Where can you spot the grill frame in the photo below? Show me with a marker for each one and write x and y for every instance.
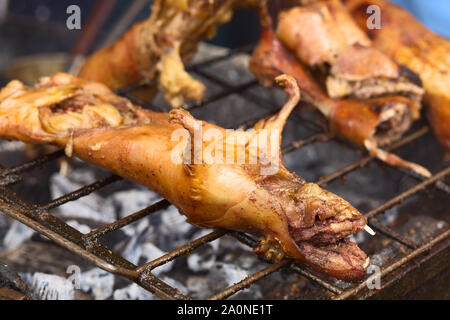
(87, 246)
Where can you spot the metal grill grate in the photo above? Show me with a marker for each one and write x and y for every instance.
(88, 246)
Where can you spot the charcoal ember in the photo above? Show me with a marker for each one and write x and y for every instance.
(49, 287)
(133, 292)
(17, 234)
(133, 249)
(98, 283)
(93, 206)
(174, 283)
(10, 279)
(420, 228)
(151, 252)
(203, 258)
(198, 287)
(223, 275)
(131, 201)
(83, 228)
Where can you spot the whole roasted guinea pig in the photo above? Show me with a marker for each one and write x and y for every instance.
(164, 152)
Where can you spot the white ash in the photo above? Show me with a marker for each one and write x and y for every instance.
(173, 230)
(92, 207)
(140, 198)
(203, 258)
(133, 249)
(151, 252)
(17, 234)
(133, 292)
(174, 283)
(85, 229)
(49, 287)
(223, 275)
(132, 201)
(98, 283)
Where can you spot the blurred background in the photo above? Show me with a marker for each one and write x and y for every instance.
(30, 27)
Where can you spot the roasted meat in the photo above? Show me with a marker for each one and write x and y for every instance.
(324, 36)
(165, 153)
(406, 40)
(368, 123)
(156, 49)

* **The request**
Give an exact copy of the material, leaving out every picture.

* **Result below**
Where can you spot the grill frame in the photo below? Show me with a marker for each one and write x and y for every instance.
(87, 246)
Where can you spot the metal grill grate in the photo above? Show me with a marker for each one and write x and y for every instance.
(88, 246)
Where can you spot the charcoal ember in the photo above? Show me with a marker for each one and write x and y for every instance.
(49, 287)
(133, 292)
(17, 234)
(133, 249)
(98, 283)
(93, 206)
(174, 283)
(10, 279)
(420, 228)
(151, 252)
(203, 258)
(198, 287)
(223, 275)
(131, 201)
(83, 228)
Where can you spot the whole roasted guinea pig in the photo above? Show me with a marker for each one and write x and y for every instance.
(164, 152)
Where can you spot the white ash in the photo above? Show me with a marker for each one and write x and y for every instance.
(173, 230)
(92, 207)
(140, 198)
(203, 258)
(133, 249)
(151, 252)
(17, 234)
(133, 292)
(174, 283)
(85, 229)
(49, 287)
(223, 275)
(132, 201)
(98, 283)
Where can you spot the blurred background in the photo above? Show me with a marker for each one and write x and y for every instance.
(30, 27)
Where can you spot the roasted meat in the photo above? Show me with a marker for each one and write x and y for every instance.
(324, 36)
(165, 153)
(406, 40)
(368, 123)
(156, 49)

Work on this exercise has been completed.